EXERCISE PROMPT
Carry on the piece about harpist Kim Robertson, picking up right after its final sentence. The listing that comes after it is not part of that piece.

PASSAGE PROVIDED

[start]

Playing and messing around and joking and harps and angels hang out together.

Since angels are portrayed playing harps, harpists are victims of the repititive joke syndrome where people see that you are X and make a joke about your being X and act like they are the first one to do so, even though they are perhaps the three hundredth.

Get on an elevator with a harp and someone will say, "Going up? (Ha ha)."

So there's that and then there's the fact that Kim Robertson believes in angels, believes we all are "angels and fairies and lots of other things. . ." She truly ended that statement in a dot-dot-dot king of silence, and therein lies a lot of the world she lives in in addition to or with music.

A thing about believing all beings are angel is it adds a different dimension to playing harp in a restaurant and being asked where the john is. (Kim Robertson did not say this--it's my opinion.) Because if everyone is an angel the invisible angels may want some harp music in the restaurant to get through to these folks, to their inner angel, if only for a few notes.

The invisible angels may be saying, "Nope, I don't want you in a concert hall where people got with expectations and pretensions and judgementalness. I want you out where people aren't really thinking about the music, and there, now and then, between the requests for a clean fork, I will do work you'll never know about with the notes you play so well."

Kim Robertson, when I saw her, was finishing up a multi-day gig as the visiting star of the Festival of Harps in the San Francisco Bay Area. Kim Robertson, as she says, still does background music, because "sometimes kitty needs cat food"--and for other reasons, I would guess.


I think we get to choose to serve, or not. After we choose to serve, the service itself, or it's angels, makes choices for us.

All musicians are athletes, and you have to practice to build both your skill and your strength, Kim Robertson said. "The string must be displaced before it is released."

Displaced the right amount. Released at the right time. And all this happens where?

After you choose service, sometimes you are the string and the universe or its local representitives decide you must be displaced before you are released.

The universe, or its local representitives knows the note you have in you and knows where it would best be played, and because you have decided to serve, you are, ready or not, available to be displaced before you are released.

Classical pianist? No, have enough. Classical harpist? Closer, but there are some fairly hard to find recordings that are going to find you. Celtic harpist? Yes, but maybe less with the Danny Boy stuff, which you were tired of years ago anyway.

Kim Robertson talks about the excitement of hearing iPod broadcasts from Nigeria like a person who listens to lots of international iPod broadcasts. It's the next leap. She played us a compostion of her own with a Irish, South American, African sound which was wonderful--pushed my world a little wider.

Then she quickly played what she introduced as her "Thank God" number, as in imagining audience members saying, "Thank God I recognize this."

[end]

COLLECTED MATERIAL
[start]

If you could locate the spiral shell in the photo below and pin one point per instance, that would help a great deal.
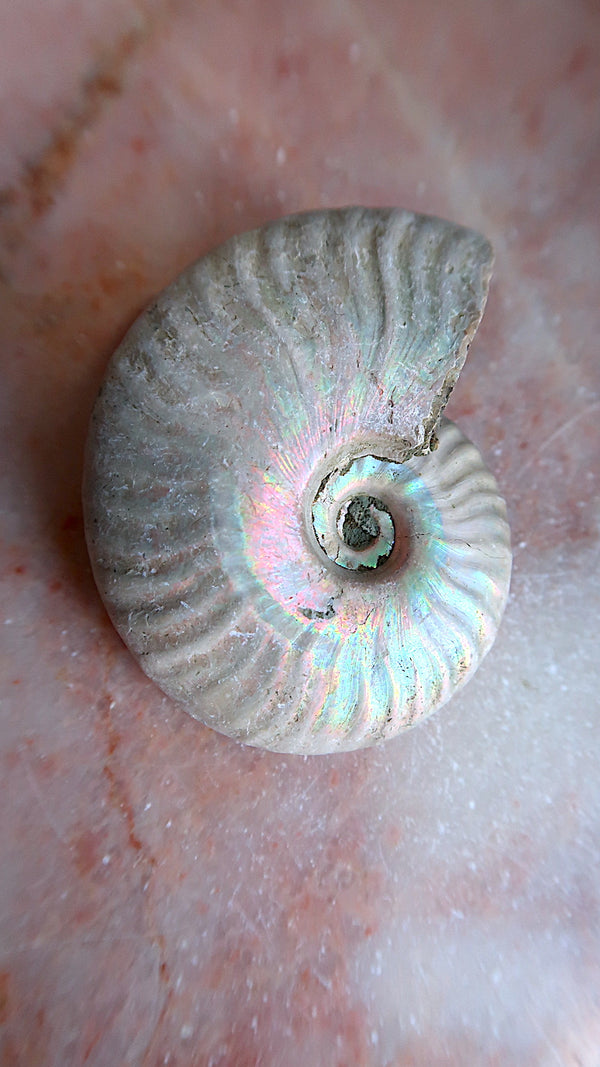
(285, 534)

[end]

RESPONSE TO THE EXERCISE
It was "Danny Boy." She said she was playing in a different manner. I guess so, but it sure wasn't as different as the one that came out of her round the world music listening.

One great thing about professional musicians who play music all the time, in concert hall, living room, restaurant or singing telegram places (Kim Robertson has done all of the above) is that they can truly change any space they are in. They know they can-- they do it all the time.

The other great thing is that they get bored, and they want to change the space in a new and different way--which means world tranformation (scale doesn't matter) is just around the corner.

Kim Robertson whose life was changed by those hard to find recordings of Celtic harp is clearly very happy that world music recordings are everywhere and easy to order on the web and that personal iPodcast abound.

She wants to jam with the immediate world.

She tends to get audiences that want to hear "Danny Boy." Where I saw her was at the last event in the Festival of Harps but I didn't know that when I went. I went because it was a free event in the library and those events range in my experience from good to great and because the quality and imaginativeness of her publicity photograph made me think her presentation would be excellent and because she looked, in her photograph like an intelligent woman.

Black people in the white fifties used to call each other fast if they sighted a black person on TV for they were indeed rare. Intelligent woman at the center of attention taking space and saying what they want are not as rare as black people on TV in the fifties.

Neither are the common. And they aren't yet saying, very loudly, everything they think.

Like, "Isn't this whole set-up kind of silly?" This is something smart women think in many ways and do not say. It leaks out in a sort of very light humor, said softly.

I love to catch this humor because it is so true and so not me.

"Life is real. Life is earnest." Henry Wadsworth Longfellow said it, and I'm with him all the way. Because life is real I must be earnest. They are idiots and their ideas are dumb, but they do kill babies, so I gotta be endlessly sincere to stop them.

Maybe not.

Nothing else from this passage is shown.